Enterprise Watch
最新ニュース

「1つにまとめてシンプルに」富士通のネットワーク戦略


 富士通株式会社は6月4日、記者向け説明会の中で、4月に発売したネットワークアプライアンス「IPCOM Sシリーズ」を、同社が行うネットワーク環境構築において特に重要な位置づけとする考えを明らかにした。


IPCOM S2000

IPCOM Sシリーズの特徴

占有スペースやケーブル配線の比較
 IPCOM Sシリーズは、企業内サーバー群と外部ネットワークの間(同社はシステムフロントと呼ぶ)に設置する機器であるルーター・ロードバランサー・(アプリケーションレベルでの)帯域制御・ファイアウォールの機能を1台に統合した製品。ネットワーク構築にともなう複雑性を軽減し、管理コンソールを集中化することで運用・管理をより容易にできるといった特徴を持つ。

 IPネットワーク事業本部長代理の菊地伸行氏は、さまざまな機器を設置する必要がある現在のネットワーク構成について、占有するスペースやケーブル配線、各機器の機能の整合性、管理方法の違いなど、複雑性が増している問題点を挙げ、「今後はシステムフロント部分をもっとシンプルにする必要がある」と指摘する。さらに同社は、通信制御装置(CCU)や無停止型通信処理プロセッサ(SURE)など、長年のメインフレーム・ネットワーク技術を継承してきていることから「他社でもコンパクトにすることはできるだろうが、真にシンプル化を実現できるのは富士通だけ」と優位性を語った。

 同社はITシステムを構成するサーバー群(Web・アプリケーション・データベース)やシステムフロント、運用管理の5つのセグメントにおいて、それぞれの性能やスケーラビリティ、信頼性などを事前に設計・検証して、組み合わせパターンを体系化したPi(プラットフォーム・インテグレーション)テンプレートを用意、短期間・低コストでのシステム構築を目指している。今後、システムフロントのPiテンプレートにIPCOM Sシリーズを積極的に組み込み、Piテンプレートの強化を図る。プラットフォームソリューションセンター TRIOLE推進室室長の三津濱元一氏は「IPCOM Sシリーズは(同社のIT基盤である)TRIOLEやPiテンプレートを装置として具体化したもの」と、力の入れ具合を示す。

|---|

* **課題**
富士通のネットワーク戦略を伝える記事の最後の文に続けて、その先の部分を書きなさい。

* **データセットに収められた項目**
|---|

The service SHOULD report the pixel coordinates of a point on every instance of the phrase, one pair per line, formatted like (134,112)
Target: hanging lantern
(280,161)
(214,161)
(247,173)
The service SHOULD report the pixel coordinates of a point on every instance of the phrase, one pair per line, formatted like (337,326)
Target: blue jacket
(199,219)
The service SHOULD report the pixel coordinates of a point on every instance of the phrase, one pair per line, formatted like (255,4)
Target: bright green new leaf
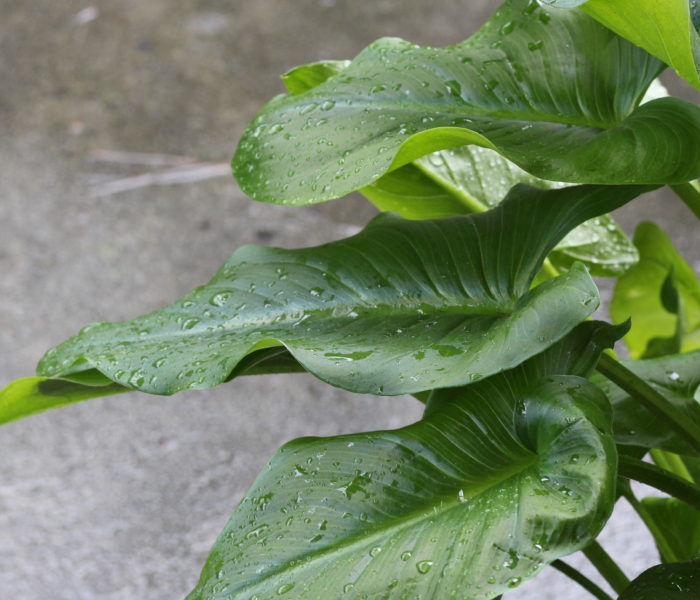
(472,179)
(679,523)
(33,395)
(309,76)
(532,84)
(667,29)
(662,296)
(402,307)
(514,472)
(673,581)
(678,379)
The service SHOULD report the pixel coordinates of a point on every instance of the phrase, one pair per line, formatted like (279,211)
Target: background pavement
(121,498)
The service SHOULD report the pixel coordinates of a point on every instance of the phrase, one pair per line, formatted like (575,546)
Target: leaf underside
(674,581)
(661,294)
(510,88)
(402,307)
(520,465)
(471,179)
(668,29)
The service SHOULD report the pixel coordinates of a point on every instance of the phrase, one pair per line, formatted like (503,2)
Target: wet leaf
(33,395)
(668,29)
(661,294)
(674,581)
(678,379)
(402,307)
(530,84)
(514,472)
(679,523)
(472,179)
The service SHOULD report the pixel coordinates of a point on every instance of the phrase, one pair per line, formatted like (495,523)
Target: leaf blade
(445,300)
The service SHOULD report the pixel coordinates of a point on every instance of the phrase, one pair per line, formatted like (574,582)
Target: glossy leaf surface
(510,88)
(472,179)
(668,29)
(674,581)
(679,523)
(399,308)
(32,395)
(662,296)
(514,472)
(678,379)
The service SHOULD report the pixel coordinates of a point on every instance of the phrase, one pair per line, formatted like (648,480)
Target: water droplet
(424,566)
(283,589)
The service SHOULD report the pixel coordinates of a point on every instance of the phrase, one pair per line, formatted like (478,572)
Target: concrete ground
(121,498)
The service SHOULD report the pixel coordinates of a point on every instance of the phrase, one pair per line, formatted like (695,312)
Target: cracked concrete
(121,498)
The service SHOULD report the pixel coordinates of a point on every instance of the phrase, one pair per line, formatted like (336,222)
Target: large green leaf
(514,472)
(662,295)
(679,524)
(532,84)
(403,306)
(674,581)
(667,29)
(33,395)
(678,379)
(471,179)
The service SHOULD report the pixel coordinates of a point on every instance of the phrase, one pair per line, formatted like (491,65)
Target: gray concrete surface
(121,498)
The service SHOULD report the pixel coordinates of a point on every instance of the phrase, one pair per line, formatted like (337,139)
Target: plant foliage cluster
(497,161)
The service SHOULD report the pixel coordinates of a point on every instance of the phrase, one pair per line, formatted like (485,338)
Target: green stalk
(665,549)
(606,566)
(671,462)
(652,400)
(690,194)
(663,480)
(581,579)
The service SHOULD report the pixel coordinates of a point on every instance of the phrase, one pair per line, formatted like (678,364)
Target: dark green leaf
(399,308)
(674,581)
(472,179)
(513,473)
(678,379)
(667,29)
(304,78)
(679,523)
(532,84)
(661,294)
(33,395)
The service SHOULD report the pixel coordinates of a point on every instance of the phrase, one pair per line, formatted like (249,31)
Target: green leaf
(304,78)
(662,295)
(668,29)
(472,179)
(401,307)
(679,523)
(513,473)
(678,379)
(532,84)
(32,395)
(674,581)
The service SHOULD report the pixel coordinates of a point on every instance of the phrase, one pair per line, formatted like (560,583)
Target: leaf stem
(690,194)
(606,566)
(652,400)
(662,544)
(581,579)
(665,481)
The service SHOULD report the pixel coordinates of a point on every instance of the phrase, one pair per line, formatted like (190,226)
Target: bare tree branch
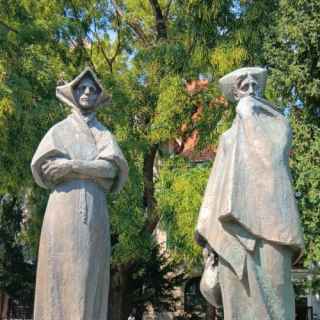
(160,20)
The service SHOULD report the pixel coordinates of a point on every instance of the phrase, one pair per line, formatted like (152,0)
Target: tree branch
(148,194)
(4,24)
(160,20)
(134,25)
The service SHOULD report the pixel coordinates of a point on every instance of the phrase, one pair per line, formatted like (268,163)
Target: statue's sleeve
(209,210)
(112,152)
(48,148)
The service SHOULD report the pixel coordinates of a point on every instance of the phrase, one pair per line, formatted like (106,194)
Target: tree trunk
(119,306)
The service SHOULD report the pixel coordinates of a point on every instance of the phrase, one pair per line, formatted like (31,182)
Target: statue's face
(87,94)
(247,87)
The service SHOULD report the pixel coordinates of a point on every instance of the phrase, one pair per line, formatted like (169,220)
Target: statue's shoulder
(59,127)
(103,131)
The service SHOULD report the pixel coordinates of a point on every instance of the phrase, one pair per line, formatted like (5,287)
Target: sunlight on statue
(80,161)
(249,224)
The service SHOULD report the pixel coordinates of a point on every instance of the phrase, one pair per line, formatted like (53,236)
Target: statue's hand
(246,107)
(54,170)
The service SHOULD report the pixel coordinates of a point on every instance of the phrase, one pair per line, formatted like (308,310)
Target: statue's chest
(80,143)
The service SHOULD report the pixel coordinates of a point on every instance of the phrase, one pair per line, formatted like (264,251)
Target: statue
(80,161)
(249,219)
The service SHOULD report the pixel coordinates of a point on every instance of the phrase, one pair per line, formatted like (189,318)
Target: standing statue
(80,161)
(249,219)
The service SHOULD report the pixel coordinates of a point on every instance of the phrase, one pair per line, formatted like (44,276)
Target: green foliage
(144,61)
(292,52)
(16,275)
(306,174)
(180,190)
(153,283)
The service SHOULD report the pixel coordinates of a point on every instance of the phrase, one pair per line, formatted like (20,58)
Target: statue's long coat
(249,202)
(74,254)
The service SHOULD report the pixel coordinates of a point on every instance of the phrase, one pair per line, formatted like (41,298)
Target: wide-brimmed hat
(229,81)
(66,92)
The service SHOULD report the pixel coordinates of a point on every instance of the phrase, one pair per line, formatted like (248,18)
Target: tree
(292,52)
(144,52)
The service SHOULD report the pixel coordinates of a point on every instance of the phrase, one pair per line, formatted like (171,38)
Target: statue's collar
(87,118)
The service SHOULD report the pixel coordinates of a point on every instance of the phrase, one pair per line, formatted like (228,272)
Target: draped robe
(74,253)
(249,216)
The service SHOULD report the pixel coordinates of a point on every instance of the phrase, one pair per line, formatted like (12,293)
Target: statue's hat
(229,81)
(66,92)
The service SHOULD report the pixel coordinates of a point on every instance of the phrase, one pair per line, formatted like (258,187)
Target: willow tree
(144,52)
(292,52)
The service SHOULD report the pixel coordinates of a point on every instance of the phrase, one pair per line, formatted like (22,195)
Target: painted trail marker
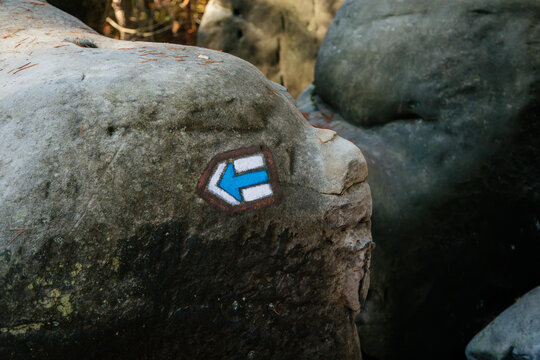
(239,180)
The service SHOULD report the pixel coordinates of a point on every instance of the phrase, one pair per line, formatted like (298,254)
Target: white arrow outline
(216,190)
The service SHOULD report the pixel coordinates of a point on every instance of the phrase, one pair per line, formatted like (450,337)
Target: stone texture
(280,37)
(513,335)
(102,143)
(443,99)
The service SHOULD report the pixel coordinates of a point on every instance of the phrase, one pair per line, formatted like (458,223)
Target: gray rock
(102,145)
(513,335)
(443,98)
(280,37)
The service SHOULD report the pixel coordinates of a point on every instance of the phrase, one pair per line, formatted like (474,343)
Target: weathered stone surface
(443,99)
(513,335)
(280,37)
(102,143)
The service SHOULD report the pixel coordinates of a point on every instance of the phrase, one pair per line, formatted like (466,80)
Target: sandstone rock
(280,37)
(513,335)
(443,99)
(102,145)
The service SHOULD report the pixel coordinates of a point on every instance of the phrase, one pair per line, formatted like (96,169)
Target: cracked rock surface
(102,143)
(443,98)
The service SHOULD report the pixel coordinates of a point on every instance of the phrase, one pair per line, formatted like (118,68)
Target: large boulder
(443,98)
(280,37)
(115,243)
(513,335)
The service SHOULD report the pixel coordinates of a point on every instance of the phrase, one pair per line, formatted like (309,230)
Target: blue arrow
(232,183)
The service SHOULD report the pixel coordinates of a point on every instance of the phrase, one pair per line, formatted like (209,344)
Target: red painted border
(234,154)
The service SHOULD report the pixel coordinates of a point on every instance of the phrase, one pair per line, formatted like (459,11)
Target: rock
(280,37)
(513,335)
(108,250)
(443,99)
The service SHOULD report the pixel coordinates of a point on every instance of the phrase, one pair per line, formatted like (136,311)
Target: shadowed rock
(443,99)
(280,37)
(107,250)
(513,335)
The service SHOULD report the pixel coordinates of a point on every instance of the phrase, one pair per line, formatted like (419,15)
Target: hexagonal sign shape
(240,180)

|---|

* **解答**
 多くの機能を一体化した場合、今後追加される新機能に対するスケーラビリティや、1つの機能の故障でシステム全体がダウンするのではといった信頼性が懸念されるところだ。これに対して同社は、スケーラビリティについてはパッチレベルでは通常のアプライアンスと同様に内蔵ソフトウェアのアップデートで対応できるが、まったくの新機能については「サーバーとの連携で対応していく」とした。また、信頼性については冗長化といった手段もあるほか、「一体化した方が部品数も少ない、オペレーションが容易といった利点があり、必ずしもバラバラの構成の方が信頼性が高いとは言えない」(三津濱氏)と説明した。


システム全体の提案でグローバル市場に対応

プラットフォームソリューションセンター TRIOLE推進室室長 三津濱元一氏
 同社は5月25日にIT基盤「TRIOLE」のグローバル展開を本格的に行うと発表した。三津濱氏はこれに触れ、「これまではIBMやHPなどと比べるとグローバルと言う面で劣っていたと認めざるを得ない」とし、その原因としてサーバーに強みがあったものの、ほかの分野を合わせた総合力に不足していたと分析する。それをふまえた今後の展開として、今回のネットワーク基盤や「Interstage」「Systemwalker」といったソフトウェアなどを中心に強化を行い、「個々の分野ではなく、システム全体を提案できるようにすること」を今後の課題とした。



URL
  富士通株式会社
  http://jp.fujitsu.com/
  IPCOM製品情報
  http://primeserver.fujitsu.com/ipcom/
  ニュースリリース(TRIOLEのグローバル展開)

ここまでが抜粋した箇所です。